**Travail à faire**.
1. Modifiez le passage du texte sur les souvenirs de Joyce Carol Oates qui va de « Joyce Carol Oates » jusqu'à « sa nature d'écrivain. » en y remplaçant « chronologique » par « linéaire ».
2. Transcrivez fidèlement, ligne par ligne, toutes les entrées des données fournies, sans y reproduire les images.

**Extrait du texte**.
%%

Joyce Carol Oates nous offre un focus sur divers moments de sa vie, agencés de façon globalement chronologique. Divers paysages, émotions, rencontres sélectionnés par « le filet déchiré » de sa mémoire, à la recherche sincère de ce qui forgea sa nature d'écrivain.

le premier paysage est celui d'une ferme paumée dans l'Amérique profonde, rustique, rurale et rude, celle où elle vécut jusqu'à son départ pour l'université. Nous irons aussi à Detroit où la jeune mariée vit intensément le choc des conflits entre américains et afro-américains, notamment lors des émeutes de 1967. Elle enseignera également à Windsor, puis à Princeton, évoluant dans des paysages désormais bien éloignés de ceux de son enfance, et pourtant habités par tous ceux qu'elle chérit et qui l'ont quittée, ses chers parents Carolina & Fred Oates, ou sa grand-mère paternelle Blanche Morgenstern qui lui offre ses premiers livres. Puis son cher mari pendant plus de 47 ans, Raymond Smith.
Les paysages de Oates sont plutôt solitaires, à la façon des peintures de Ed Hopper, mais elle y intègre quelques portraits qui ont vraiment compté, qui ont généré des émotions durables, qui ont influé sur son envie, besoin, d'écrire, et sur le contenu de ses écrits. Une mine d'informations précieuses pour qui apprécie cette autrice, une émouvante façon de la découvrir pour qui comme moi, n'a lu qu'un de ses si nombreux romans.

JCO dit dans ce livre « la prose autobiographique ne m'a jamais attirée parce que je n'ai jamais eu le sentiment que ma vie était à moitié aussi intéressante que ce que mon imagination pouvait faire de celle d'autrui; quelle que soit mon "histoire", elle n'a rien de passionnant comparée à d'autres, y compris celle de mes parents, de mes grands-parents et d'autres de leurs générations qui m'ont toujours paru avoir vécu une vie plus proche de l'essentiel que leurs enfants et petits-enfants. ». Je n'ai perçu aucune fausse modestie dans cette phrase émanant pourtant de qui est en plein récit autobiographique, je n'ai perçu qu'une recherche intègre de vérité, la même que celle qui émane du roman que j'ai lu d'elle (« Respire... »), un regard acéré sur le monde qui l'entoure, une lucidité, une exigence envers elle-même, un désir de décortiquer son âme et celle des autres avec le même soin.

%%

**Données d'entrée**.
%%

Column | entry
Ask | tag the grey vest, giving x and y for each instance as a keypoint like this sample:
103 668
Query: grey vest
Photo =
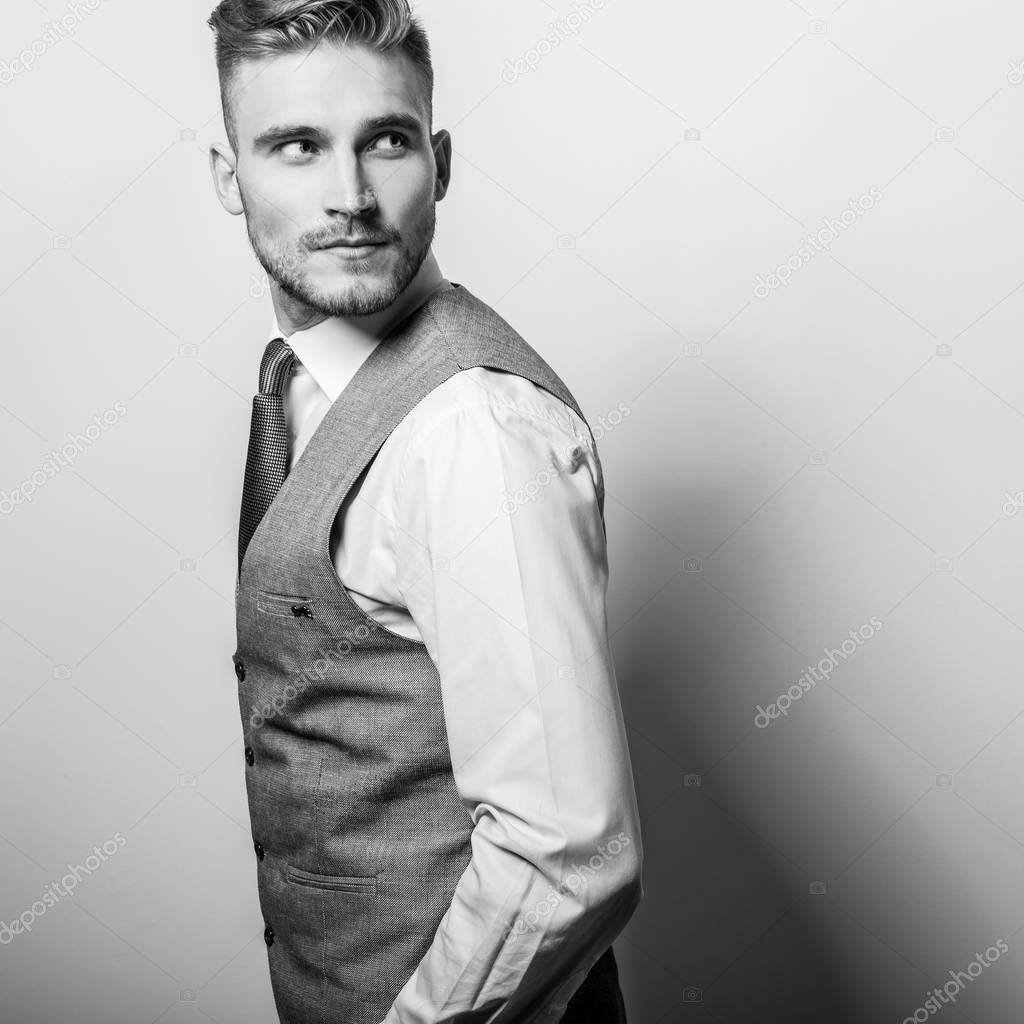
359 834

%%

**Corrigé par exercice**.
1.
Joyce Carol Oates nous offre un focus sur divers moments de sa vie, agencés de façon globalement linéaire. Divers paysages, émotions, rencontres sélectionnés par « le filet déchiré » de sa mémoire, à la recherche sincère de ce qui forgea sa nature d'écrivain.

2.
Column | entry
Ask | tag the grey vest, giving x and y for each instance as a keypoint like this sample:
103 668
Query: grey vest
Photo =
359 834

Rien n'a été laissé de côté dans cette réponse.